* **Source passage**
━━━━━━━━━━━━━━━━━━━━

Investigating how the IMDb ratings for TV Shows/Series are affected by their length in seasons and episodes
![IMDB](https://private-user-images.githubusercontent.com/143189371/269648159-ee04e645-62f2-4d8a-b749-2565cc1da55a.png?jwt=eyJhbGciOiJIUzI1NiIsInR5cCI6IkpXVCJ9.eyJpc3MiOiJnaXRodWIuY29tIiwiYXVkIjoicmF3LmdpdGh1YnVzZXJjb250ZW50LmNvbSIsImtleSI6ImtleTUiLCJleHAiOjE3MzkzMDM0OTIsIm5iZiI6MTczOTMwMzE5MiwicGF0aCI6Ii8xNDMxODkzNzEvMjY5NjQ4MTU5LWVlMDRlNjQ1LTYyZjItNGQ4YS1iNzQ5LTI1NjVjYzFkYTU1YS5wbmc_WC1BbXotQWxnb3JpdGhtPUFXUzQtSE1BQy1TSEEyNTYmWC1BbXotQ3JlZGVudGlhbD1BS0lBVkNPRFlMU0E1M1BRSzRaQSUyRjIwMjUwMjExJTJGdXMtZWFzdC0xJTJGczMlMkZhd3M0X3JlcXVlc3QmWC1BbXotRGF0ZT0yMDI1MDIxMVQxOTQ2MzJaJlgtQW16LUV4cGlyZXM9MzAwJlgtQW16LVNpZ25hdHVyZT1jNDNiZGM3MDE5N2FlZTY3YWM1NGQ2M2UzOWI4YTc4ZmUzMDg4OTcyOTY2MjA1MWIwNTRlNjljNGRmYWNiNjIwJlgtQW16LVNpZ25lZEhlYWRlcnM9aG9zdCJ9.P1-jR4SuvbHJuqCBPrRSJNPzirJqC2v_I5m3T4fzvGc)
How are the IMDb ratings of the viewers for TV Shows/Series affected by their length in seasons and episodes? Does that effect change when you take into account the popularity of the series?
Welcome to our GitHub repository! In the modern digital era we live in, we are presented with the opportunity to be able to evaluate and express a personal opinion in almost any area of our daily life. More specifically, in the field of entertainment through films and series, the rating system plays a particularly important role in the public's decision to choose between a movie or a series, while at the same time it is subconsciously influencing in advance the individual's attitude towards what he or she is about to watch. Therefore it is significant to realize the factors that influence people's opinion and judgement, and alongside to correlate their behaviour with the way they approach and interact with films and series. In this project we will research the IMDb ratings for TV Shows/Series and we will try to analyze the way in which those ratings are influenced by the number of seasons and episodes of each series. We will also attempt to measure the popularity by including the number of votes for each series on the IMDb website, and consider whether its impact on the rating differs based on the length of the series. We are going to utilize a linear regression model to obtain our results, as well as include plots and graphs to illustrate our findings.

━━━━━━━━━━━━━━━━━━━━

* **Excerpted records**

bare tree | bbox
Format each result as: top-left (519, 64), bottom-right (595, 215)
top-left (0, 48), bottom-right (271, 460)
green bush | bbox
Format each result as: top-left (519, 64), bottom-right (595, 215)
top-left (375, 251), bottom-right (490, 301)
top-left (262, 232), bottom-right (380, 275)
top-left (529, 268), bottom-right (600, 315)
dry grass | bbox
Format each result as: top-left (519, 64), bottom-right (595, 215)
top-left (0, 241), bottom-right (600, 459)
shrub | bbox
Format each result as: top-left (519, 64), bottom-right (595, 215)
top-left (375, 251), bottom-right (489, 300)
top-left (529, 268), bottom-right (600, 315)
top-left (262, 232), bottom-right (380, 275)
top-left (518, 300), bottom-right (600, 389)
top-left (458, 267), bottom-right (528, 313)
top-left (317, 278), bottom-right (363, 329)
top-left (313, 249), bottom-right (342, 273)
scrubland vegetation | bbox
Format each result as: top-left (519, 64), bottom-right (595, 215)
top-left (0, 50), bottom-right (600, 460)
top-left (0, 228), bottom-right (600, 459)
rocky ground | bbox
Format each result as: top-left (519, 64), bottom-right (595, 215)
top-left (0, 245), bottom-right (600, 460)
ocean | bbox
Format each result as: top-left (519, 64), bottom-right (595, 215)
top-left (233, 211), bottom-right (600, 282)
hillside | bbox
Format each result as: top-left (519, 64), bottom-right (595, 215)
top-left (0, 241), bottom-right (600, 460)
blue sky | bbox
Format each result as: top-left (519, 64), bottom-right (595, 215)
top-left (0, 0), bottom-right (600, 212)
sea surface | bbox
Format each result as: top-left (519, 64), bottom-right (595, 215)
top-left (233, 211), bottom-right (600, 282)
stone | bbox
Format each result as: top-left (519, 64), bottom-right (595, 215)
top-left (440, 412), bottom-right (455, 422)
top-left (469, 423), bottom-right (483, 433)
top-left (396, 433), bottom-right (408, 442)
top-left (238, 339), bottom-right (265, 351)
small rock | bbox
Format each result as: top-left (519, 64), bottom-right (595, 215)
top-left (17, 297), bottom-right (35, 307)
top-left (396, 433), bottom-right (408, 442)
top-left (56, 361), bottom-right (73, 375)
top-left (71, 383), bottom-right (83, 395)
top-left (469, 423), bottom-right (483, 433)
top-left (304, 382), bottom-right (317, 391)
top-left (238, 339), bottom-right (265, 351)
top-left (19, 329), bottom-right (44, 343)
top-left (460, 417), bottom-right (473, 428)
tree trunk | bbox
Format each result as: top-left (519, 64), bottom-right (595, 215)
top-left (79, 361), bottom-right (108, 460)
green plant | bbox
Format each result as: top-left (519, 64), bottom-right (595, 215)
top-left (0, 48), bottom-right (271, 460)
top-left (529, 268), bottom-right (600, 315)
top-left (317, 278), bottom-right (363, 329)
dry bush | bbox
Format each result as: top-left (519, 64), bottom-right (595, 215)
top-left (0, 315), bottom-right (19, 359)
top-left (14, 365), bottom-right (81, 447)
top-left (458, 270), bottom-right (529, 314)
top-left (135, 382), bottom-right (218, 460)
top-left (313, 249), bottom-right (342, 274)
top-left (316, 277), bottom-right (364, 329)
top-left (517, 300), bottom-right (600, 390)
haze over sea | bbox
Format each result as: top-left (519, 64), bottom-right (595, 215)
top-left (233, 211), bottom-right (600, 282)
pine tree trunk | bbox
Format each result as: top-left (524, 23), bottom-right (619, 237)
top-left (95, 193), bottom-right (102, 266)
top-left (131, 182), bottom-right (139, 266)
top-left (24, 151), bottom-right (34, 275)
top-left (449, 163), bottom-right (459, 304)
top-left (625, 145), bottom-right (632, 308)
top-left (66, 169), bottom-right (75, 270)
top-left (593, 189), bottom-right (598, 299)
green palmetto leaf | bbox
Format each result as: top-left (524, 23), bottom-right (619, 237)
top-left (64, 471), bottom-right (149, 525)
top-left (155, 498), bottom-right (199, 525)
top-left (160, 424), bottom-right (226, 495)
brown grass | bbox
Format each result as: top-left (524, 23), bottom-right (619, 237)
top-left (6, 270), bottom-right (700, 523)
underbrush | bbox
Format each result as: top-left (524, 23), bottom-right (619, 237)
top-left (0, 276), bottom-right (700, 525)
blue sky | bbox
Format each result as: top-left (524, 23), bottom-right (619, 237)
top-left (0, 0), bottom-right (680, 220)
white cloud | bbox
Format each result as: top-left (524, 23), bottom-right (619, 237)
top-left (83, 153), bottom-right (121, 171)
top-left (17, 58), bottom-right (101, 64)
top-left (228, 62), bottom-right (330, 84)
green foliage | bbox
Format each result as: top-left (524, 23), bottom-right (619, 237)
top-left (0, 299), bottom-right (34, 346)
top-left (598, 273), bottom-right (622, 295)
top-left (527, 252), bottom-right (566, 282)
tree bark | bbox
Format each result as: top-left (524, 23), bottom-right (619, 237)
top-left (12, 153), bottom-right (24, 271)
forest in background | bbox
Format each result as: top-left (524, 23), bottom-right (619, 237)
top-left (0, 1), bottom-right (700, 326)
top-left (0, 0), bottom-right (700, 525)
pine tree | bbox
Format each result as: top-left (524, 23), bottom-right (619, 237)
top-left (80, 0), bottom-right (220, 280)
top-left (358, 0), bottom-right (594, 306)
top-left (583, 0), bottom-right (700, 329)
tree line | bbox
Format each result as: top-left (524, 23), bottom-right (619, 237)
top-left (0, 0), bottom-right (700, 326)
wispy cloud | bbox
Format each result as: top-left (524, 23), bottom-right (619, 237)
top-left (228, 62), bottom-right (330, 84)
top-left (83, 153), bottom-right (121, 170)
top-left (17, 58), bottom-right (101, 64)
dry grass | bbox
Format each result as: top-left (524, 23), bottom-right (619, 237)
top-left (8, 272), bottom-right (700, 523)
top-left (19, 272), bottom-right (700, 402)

━━━━━━━━━━━━━━━━━━━━

* **Problem to work on**
Please answer these questions using the passage on IMDb ratings and series length:
(a) Which two measures of a series' length does the project examine?
(b) How does the project plan to measure a series' popularity?
(c) What kind of model will be used to obtain the results?

* **Completed task**
(a) The number of seasons and the number of episodes.
(b) By including the number of votes for each series on the IMDb website.
(c) A linear regression model.